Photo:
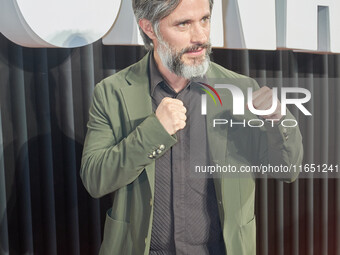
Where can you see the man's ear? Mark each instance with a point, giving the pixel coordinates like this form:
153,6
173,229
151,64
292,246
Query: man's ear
147,28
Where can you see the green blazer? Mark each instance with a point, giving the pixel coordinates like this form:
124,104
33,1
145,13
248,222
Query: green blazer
122,133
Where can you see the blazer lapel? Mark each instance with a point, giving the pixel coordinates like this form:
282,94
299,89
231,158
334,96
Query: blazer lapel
138,103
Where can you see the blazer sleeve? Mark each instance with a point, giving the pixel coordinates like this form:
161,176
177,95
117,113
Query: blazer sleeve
107,164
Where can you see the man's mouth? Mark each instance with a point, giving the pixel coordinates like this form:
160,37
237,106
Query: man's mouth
198,51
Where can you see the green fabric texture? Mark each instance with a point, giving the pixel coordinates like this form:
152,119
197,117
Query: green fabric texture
122,133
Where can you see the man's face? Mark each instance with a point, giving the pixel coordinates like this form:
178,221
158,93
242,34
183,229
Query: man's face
184,46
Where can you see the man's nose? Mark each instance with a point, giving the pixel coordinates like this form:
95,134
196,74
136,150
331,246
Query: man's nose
198,34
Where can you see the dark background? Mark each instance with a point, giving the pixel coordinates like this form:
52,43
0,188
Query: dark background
44,100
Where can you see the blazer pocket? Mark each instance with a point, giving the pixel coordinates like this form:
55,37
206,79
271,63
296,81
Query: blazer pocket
248,233
117,239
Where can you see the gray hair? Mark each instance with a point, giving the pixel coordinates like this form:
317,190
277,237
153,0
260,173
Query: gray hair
155,11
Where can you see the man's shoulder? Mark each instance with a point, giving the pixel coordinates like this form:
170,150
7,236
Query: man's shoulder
123,77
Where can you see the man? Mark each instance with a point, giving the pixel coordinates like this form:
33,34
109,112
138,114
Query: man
138,144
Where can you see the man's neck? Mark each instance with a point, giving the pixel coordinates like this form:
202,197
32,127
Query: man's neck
176,82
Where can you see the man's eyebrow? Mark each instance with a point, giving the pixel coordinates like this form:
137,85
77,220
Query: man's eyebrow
180,21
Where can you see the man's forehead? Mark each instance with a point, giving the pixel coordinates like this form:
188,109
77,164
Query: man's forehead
190,9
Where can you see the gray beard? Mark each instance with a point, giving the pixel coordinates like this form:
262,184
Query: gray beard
172,61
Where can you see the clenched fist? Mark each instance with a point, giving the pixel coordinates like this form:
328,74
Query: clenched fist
171,113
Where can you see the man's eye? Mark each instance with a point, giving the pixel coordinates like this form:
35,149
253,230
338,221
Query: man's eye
183,24
205,19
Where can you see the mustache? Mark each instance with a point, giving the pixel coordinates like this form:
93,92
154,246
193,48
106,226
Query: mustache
195,47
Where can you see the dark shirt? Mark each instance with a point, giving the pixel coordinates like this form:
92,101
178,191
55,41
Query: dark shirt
185,218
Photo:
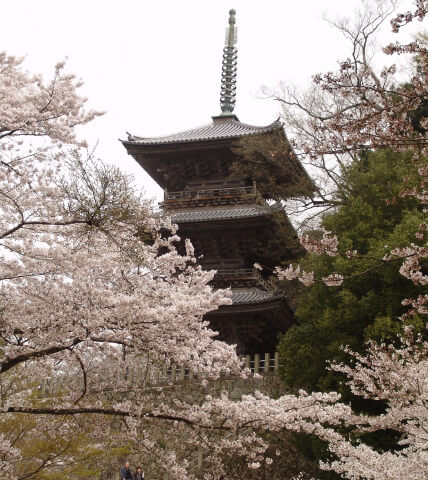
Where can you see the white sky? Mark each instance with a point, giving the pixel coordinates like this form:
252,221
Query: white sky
155,66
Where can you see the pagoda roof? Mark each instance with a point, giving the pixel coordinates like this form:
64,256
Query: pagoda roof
222,127
253,295
205,215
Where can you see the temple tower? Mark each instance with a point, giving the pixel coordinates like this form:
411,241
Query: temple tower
222,212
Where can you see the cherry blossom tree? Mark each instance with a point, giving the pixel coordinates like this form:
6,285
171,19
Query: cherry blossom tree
91,278
91,281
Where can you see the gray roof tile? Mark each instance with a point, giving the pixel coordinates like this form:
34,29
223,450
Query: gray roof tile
223,129
203,215
254,295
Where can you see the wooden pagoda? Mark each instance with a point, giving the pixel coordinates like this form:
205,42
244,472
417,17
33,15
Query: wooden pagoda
223,214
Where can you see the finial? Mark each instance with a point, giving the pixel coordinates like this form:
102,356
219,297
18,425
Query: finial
229,67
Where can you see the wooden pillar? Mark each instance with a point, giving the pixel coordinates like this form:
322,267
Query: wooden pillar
267,363
256,363
276,363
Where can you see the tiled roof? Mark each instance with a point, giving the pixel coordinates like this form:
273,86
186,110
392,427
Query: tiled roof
203,215
220,128
253,295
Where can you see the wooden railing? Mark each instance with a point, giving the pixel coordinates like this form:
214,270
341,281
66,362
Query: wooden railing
212,196
150,376
210,192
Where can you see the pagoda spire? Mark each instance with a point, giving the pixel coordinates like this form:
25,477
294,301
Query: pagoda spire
229,67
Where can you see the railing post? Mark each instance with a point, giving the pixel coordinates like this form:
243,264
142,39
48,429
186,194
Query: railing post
200,459
276,362
267,363
256,363
248,362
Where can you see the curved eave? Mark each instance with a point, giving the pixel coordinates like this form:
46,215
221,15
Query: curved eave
215,131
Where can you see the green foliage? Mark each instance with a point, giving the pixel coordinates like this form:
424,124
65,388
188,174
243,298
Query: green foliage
372,219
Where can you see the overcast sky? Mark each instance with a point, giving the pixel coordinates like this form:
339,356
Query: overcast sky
155,66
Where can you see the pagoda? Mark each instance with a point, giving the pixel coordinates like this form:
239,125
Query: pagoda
226,218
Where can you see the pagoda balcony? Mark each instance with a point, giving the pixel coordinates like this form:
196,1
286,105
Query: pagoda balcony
238,278
212,197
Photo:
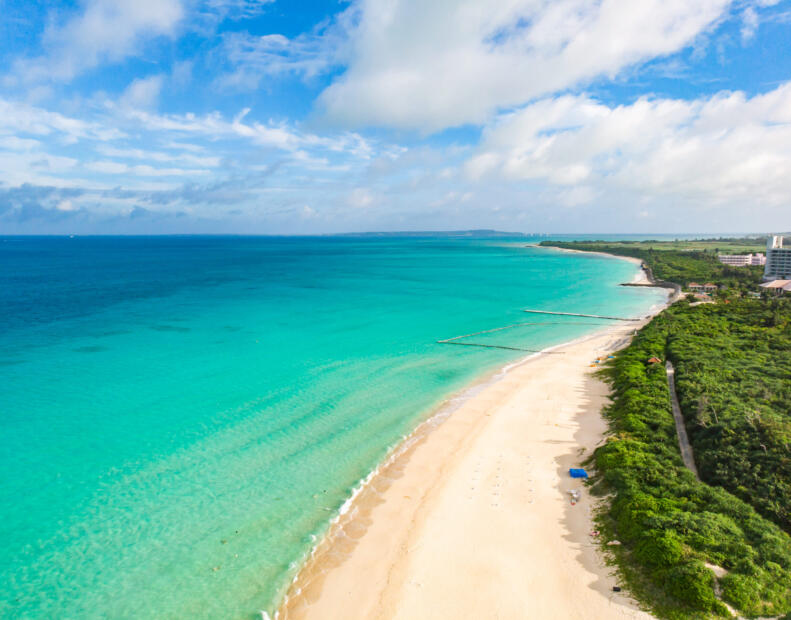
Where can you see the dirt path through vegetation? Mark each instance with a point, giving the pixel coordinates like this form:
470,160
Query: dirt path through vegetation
681,431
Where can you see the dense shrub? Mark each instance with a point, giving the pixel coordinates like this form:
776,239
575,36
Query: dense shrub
670,524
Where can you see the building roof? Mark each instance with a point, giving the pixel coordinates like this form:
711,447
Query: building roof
777,284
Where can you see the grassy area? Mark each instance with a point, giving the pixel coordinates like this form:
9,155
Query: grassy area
733,370
669,263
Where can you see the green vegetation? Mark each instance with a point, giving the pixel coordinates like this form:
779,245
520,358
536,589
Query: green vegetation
680,262
733,371
723,245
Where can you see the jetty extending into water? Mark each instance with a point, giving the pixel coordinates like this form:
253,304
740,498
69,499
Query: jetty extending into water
587,316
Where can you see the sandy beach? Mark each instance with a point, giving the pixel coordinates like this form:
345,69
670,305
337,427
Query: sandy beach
473,517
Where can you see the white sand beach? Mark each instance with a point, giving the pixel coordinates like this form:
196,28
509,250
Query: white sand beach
474,520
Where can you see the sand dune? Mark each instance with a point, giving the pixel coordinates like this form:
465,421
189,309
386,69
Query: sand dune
474,519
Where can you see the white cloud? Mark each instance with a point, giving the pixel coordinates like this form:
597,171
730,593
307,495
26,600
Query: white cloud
430,65
104,31
723,149
254,58
236,9
750,23
19,117
159,156
142,92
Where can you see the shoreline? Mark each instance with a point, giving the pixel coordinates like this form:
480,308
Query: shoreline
309,596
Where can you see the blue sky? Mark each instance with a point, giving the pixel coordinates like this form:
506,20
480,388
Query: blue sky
241,116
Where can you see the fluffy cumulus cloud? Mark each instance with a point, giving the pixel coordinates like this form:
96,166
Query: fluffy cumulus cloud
727,148
185,115
431,65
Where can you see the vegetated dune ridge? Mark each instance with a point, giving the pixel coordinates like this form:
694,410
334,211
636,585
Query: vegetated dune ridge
473,517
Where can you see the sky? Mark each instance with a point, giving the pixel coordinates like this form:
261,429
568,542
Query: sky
276,117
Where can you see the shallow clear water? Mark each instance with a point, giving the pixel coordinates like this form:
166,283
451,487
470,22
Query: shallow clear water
183,415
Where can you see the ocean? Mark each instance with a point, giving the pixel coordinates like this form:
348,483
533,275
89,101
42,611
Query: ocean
184,416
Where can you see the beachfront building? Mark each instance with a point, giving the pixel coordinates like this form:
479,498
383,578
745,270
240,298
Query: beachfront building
742,260
702,288
778,287
778,259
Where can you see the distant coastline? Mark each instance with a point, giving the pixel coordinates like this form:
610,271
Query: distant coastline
385,484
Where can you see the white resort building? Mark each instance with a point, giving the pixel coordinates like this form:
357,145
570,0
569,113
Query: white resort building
778,259
742,260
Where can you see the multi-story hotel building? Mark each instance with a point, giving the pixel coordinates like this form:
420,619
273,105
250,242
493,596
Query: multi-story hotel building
778,259
742,260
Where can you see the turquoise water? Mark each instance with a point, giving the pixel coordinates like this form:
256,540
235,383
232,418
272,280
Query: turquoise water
182,416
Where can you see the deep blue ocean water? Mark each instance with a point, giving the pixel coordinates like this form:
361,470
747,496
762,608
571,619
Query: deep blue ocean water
183,416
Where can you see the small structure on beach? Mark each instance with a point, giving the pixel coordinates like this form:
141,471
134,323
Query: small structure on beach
709,287
778,287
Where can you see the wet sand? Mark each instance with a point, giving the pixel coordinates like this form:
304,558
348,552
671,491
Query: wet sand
473,518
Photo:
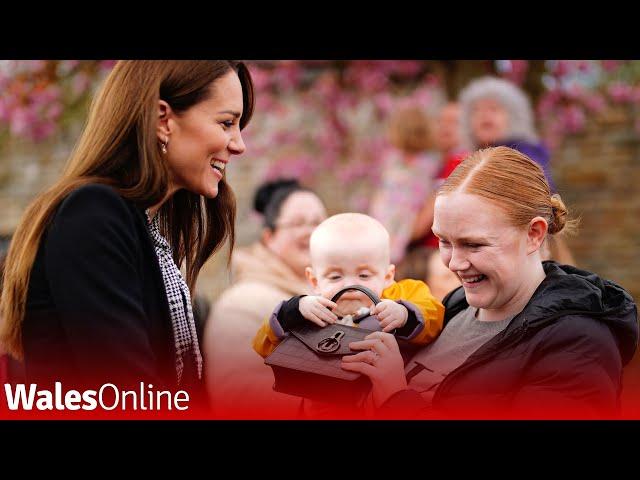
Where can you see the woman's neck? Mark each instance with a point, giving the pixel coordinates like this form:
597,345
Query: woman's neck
153,210
533,277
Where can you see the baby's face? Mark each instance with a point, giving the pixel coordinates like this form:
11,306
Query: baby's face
336,268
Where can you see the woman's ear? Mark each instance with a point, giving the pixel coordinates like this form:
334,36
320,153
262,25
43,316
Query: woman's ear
311,278
165,114
390,275
266,235
536,234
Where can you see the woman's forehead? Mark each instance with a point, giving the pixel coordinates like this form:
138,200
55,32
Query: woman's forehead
468,215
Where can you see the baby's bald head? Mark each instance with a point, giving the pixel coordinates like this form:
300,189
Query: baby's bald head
347,234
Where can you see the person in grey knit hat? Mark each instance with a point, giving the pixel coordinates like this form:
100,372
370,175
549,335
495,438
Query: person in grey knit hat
497,112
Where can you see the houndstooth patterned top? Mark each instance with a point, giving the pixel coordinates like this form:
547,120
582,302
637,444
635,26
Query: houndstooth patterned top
184,327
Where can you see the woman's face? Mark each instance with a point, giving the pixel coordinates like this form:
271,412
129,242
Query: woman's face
203,138
299,215
487,253
489,122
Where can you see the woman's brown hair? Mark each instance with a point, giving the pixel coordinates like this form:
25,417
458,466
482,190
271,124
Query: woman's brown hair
119,148
515,183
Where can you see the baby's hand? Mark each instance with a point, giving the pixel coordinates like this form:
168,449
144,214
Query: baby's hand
316,310
391,314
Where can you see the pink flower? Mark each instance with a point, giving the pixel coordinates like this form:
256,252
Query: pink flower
80,83
610,65
620,92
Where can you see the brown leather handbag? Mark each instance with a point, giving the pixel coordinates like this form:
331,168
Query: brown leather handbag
307,362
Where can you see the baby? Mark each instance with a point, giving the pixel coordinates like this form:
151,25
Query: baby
353,249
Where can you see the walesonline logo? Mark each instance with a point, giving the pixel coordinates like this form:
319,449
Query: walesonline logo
108,397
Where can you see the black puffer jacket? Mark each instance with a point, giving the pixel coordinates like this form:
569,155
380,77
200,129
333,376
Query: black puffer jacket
562,356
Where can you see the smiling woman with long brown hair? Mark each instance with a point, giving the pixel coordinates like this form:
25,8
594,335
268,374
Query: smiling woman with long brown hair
92,288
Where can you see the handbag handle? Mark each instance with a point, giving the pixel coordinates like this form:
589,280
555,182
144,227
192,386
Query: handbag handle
374,298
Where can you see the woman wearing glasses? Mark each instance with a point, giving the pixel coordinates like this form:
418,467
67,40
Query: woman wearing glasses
263,274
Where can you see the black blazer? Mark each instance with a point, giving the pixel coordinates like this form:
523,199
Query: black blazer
97,310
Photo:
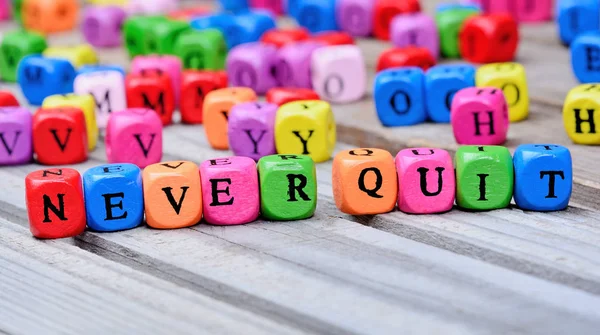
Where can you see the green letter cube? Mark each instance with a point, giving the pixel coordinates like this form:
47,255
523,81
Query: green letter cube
204,49
288,187
484,177
15,46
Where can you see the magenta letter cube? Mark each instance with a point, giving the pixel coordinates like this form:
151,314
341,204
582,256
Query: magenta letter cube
101,25
426,181
15,135
230,192
251,129
417,30
252,65
355,16
134,136
339,73
479,116
293,64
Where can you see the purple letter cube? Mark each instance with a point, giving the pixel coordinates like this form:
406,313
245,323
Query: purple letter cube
415,29
15,136
251,129
101,25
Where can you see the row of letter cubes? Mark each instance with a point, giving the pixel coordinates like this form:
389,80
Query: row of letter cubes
223,191
425,180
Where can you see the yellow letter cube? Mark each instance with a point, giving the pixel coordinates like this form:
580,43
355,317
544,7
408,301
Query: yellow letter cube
511,79
305,128
581,114
87,105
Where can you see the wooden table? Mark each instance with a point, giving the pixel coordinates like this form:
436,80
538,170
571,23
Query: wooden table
498,272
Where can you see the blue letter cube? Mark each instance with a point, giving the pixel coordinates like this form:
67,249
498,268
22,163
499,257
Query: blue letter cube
543,177
113,197
40,77
441,83
399,96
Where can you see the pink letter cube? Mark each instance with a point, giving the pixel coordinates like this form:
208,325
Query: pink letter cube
479,116
134,136
426,181
230,192
251,129
339,73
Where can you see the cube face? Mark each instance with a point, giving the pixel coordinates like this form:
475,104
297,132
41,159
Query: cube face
543,177
55,203
426,181
511,79
252,65
134,136
339,73
215,113
40,77
484,177
580,114
305,128
364,181
107,88
113,197
415,30
479,116
172,195
442,82
399,97
15,136
14,47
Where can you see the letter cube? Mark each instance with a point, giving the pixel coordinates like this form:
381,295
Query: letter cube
511,79
449,23
364,181
14,46
484,177
317,15
574,17
339,73
59,136
172,195
288,187
416,29
543,177
50,16
102,25
280,37
293,64
40,77
107,88
199,50
55,203
400,97
134,136
83,102
386,10
195,86
15,136
305,128
113,197
425,180
151,89
581,116
252,129
283,95
356,16
252,65
441,84
479,116
215,113
230,193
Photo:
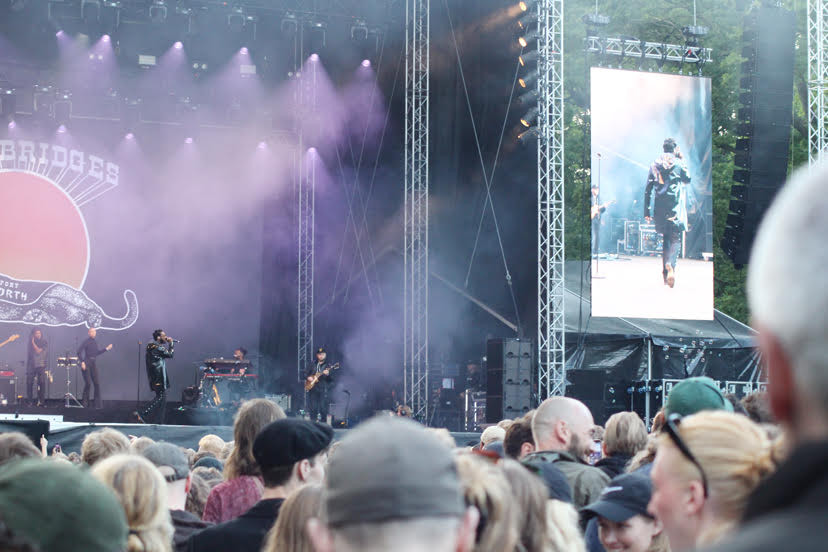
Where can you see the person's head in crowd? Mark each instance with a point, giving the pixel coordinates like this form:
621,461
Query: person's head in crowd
623,520
209,462
529,499
757,407
60,508
292,453
519,441
645,456
289,533
562,524
101,444
139,444
15,445
706,467
563,424
403,495
253,415
492,434
735,404
788,300
172,462
504,424
693,395
625,435
486,488
211,443
142,492
202,481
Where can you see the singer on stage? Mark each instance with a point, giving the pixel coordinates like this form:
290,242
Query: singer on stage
161,348
88,354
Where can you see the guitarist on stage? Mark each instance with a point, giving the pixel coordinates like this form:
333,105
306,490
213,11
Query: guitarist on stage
595,211
318,394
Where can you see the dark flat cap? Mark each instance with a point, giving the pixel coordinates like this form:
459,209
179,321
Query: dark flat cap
391,468
287,441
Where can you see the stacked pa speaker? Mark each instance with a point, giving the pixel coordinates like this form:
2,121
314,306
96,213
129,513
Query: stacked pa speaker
764,130
509,364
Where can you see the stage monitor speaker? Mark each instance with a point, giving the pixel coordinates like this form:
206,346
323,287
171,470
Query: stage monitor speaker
764,128
509,364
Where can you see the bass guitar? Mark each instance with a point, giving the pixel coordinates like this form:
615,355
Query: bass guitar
311,382
11,338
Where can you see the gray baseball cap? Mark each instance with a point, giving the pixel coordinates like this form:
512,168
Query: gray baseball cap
391,468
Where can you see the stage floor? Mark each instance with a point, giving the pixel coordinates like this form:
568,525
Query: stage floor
633,287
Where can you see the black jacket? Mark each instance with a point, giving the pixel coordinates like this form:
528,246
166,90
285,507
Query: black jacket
246,533
789,510
157,355
185,525
613,465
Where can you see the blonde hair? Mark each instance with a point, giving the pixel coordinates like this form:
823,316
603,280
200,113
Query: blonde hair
734,453
625,434
250,419
288,533
101,444
211,443
562,523
485,487
142,491
530,497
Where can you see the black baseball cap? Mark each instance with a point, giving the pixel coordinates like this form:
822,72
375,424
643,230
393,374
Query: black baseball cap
626,496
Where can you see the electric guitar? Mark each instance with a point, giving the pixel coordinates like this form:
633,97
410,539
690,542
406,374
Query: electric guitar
311,382
595,210
13,337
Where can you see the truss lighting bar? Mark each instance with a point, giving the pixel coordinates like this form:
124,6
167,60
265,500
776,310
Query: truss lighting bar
648,50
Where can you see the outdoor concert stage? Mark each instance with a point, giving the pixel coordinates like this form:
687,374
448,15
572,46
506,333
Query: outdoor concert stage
627,284
184,428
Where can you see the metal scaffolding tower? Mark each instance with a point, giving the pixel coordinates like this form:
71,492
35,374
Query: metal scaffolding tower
817,79
415,325
306,187
551,362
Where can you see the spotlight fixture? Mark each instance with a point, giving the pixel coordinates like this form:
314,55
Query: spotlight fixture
528,57
530,117
524,5
528,80
359,30
158,11
528,135
526,39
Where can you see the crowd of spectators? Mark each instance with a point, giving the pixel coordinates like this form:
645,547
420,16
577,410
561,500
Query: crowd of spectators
712,472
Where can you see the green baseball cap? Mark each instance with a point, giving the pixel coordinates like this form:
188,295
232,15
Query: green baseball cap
60,507
694,395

• [Stated goal]: Every line from the one containing "Where can you see the stage floor?" through the end of the entries above must be echoed exactly, with both ends kept.

• [Result of the task]:
Where can you see the stage floor? Mark each instance with a point, giving the pixel coordinates like this form:
568,525
Query: stage floor
633,287
Where can you see the black jacket? Mark each instance with a point, giving the pixel coordinates like this form:
528,246
166,90
285,507
Query: black jacket
246,533
789,510
157,355
185,525
613,465
Where can you see the blonde hair? Mark each instance with a point, giving the pixel coordinates like this form:
823,316
603,280
200,113
Query: blonde hair
734,453
625,434
250,419
288,533
101,444
211,443
562,523
485,487
142,491
530,497
Where can you see the black baseball cap? Mark each instance with a point, giving the pixel coordinates like this form:
822,72
375,424
643,230
393,374
Query: black baseball cap
626,496
Where can you see the electric guitar? Mark each instance with a point, giving the pixel coordinates like this form:
633,97
410,539
690,542
406,374
Query: electric guitar
311,382
595,210
13,337
Where can you see the truss lighting bar? Mark each instance with a point, giving the pixel coordinates like this form:
124,6
167,60
265,500
776,310
Query: truss lighting bar
648,50
Where can you see the outdoor concert stage? Mark each instance with a point, giving the pixel coordinates like this form:
687,374
448,15
572,46
506,333
Query: outdoor concert stage
627,284
184,428
Where can you see the metal scaffolding tower? Mark each instance with a point, giving the pixel coordinates like this form:
71,492
35,374
Query: metal scaffolding tower
817,79
415,325
306,187
551,362
Where can you see the spotlight fixture? Mark each instance with a point, giving the pixel coordinates like this form:
314,55
Query: spotlight fixture
528,57
530,117
524,5
528,80
359,30
158,11
528,135
526,39
Where can you see the crowd of spectators? Mark each instance with a point, giving the pixel coordinates like this form:
645,547
420,16
577,410
561,500
Query: crowd of spectators
712,472
Where can you see the green baseball cap? Mark each instance with a point, giving the pixel coordinates like this form:
188,295
232,15
Query: green baseball cap
60,507
694,395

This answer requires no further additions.